Microprocessor: Intel Pentium 200 MHz w/ internal math coprocessor

PC Card: 2 PCI controller Texas Instruments PCI 1131 CardBus controller

Memory: 32 MB SDRAM (Max. 144 MB)

Harddrive: 20 GB

Audio: Crystal 4237B sound card (Sound Blaster Pro-compatible voice and music functions)

Monitor: 12.1" builtin

Video: NeoMagic 2160 64-bit (128-bit hardware-accelerated) PCI card

Mouse: Synaptics Touch Pad

Main Battery: lithium ion (max. 3.3 hours)

Disk drive: 3.5" floppy (removable)

CD-ROM: external usb

Other: Infrared IrDA 1.1 port, USB port (1)

Original OS: Windows 95b


----------



## CouchMaster (May 26, 2003)

Two obversations,
32MB ram isn't much, and can you boot with the external CD drive?
If so you can run some 'Live' Linux CDs and see how they will work.


----------



## Gerbalblaste (May 31, 2005)

1. for $15 i can add 64 mb of ram (is it worth it?)
2. i will find out about the cd drive in 2 days (i loaned it to a friend)

Any suggestions about beginner friendly distros?


----------



## CouchMaster (May 26, 2003)

$15 for 64MB of ram sounds good to me! (Just make sure it works)
And you need to make sure you can boot with your CD drive - If you can't it means you are going to have to try using boot floppies and it's going to get frustrating really quick.
You might also do a search for 'laptop linux' and see which distros you find there.

**RECORDED INFORMATION**
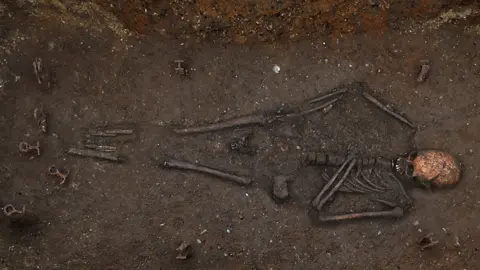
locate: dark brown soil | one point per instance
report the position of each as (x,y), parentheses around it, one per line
(134,215)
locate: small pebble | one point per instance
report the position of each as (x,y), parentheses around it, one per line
(280,187)
(276,69)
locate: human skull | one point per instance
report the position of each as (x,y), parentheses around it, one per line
(431,167)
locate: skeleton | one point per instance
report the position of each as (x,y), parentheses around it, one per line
(355,174)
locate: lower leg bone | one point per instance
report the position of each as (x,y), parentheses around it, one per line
(395,212)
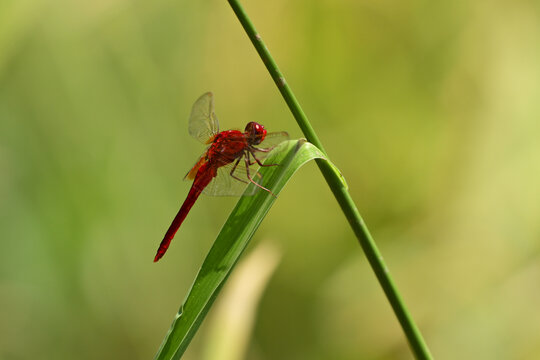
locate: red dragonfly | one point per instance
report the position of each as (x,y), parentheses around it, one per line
(219,171)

**GIVEN PROBLEM 1**
From the records, extract the part that opens with the line containing "locate: small pebble | one point per instance" and closes at the end of the records, and repeat those lines exactly. Leave out the pictures.
**GIVEN PROBLEM 2**
Continue the forum thread about installing Linux on an older Pentium laptop from where it stops.

**EXERCISE RESPONSE 1**
locate: small pebble | one point per instance
report the position of each as (x,y), parentheses around it, one per line
(280,187)
(276,69)
locate: human skull | one point per instance
report the position of each as (x,y), parentheses around it, one per line
(431,167)
locate: skeleton | one point per instance
report the position of each as (x,y), parentheses around it, one per line
(355,174)
locate: lower leg bone | one point per instance
report the position of each as (x,y), parentheses around it, one per line
(395,212)
locate: red dragonfly | one point per instance
report the position of each as (x,y), parentheses around it, one per line
(219,171)

**EXERCISE RESPONSE 2**
----------



## Whiteskin (Nov 16, 2002)

Yeah... you can run linux. Easily. I was, for a long time, running a D266XT, which isn't much faster. Only thing you need to watch for is big GUI envrionments. Stay away from gnome, gnome apps/kde,kde-apps like the plague. They take up massive amounts of resources on a small box like that.


----------



## Gerbalblaste (May 31, 2005)

i prefer a gui, i don't like using a text only interface. 
Is there any low resource gui that i can use?


----------



## CouchMaster (May 26, 2003)

You might be able to find your laptop here,
http://www.linux-laptop.net/
and what distros are on it...


----------



## Gerbalblaste (May 31, 2005)

they use redhat 5.1 and also suggest slackware. i did find a Website giving instructions on slackware 10 installation on this laptop, but its way over my head.


----------



## Insp3cta (Aug 2, 2004)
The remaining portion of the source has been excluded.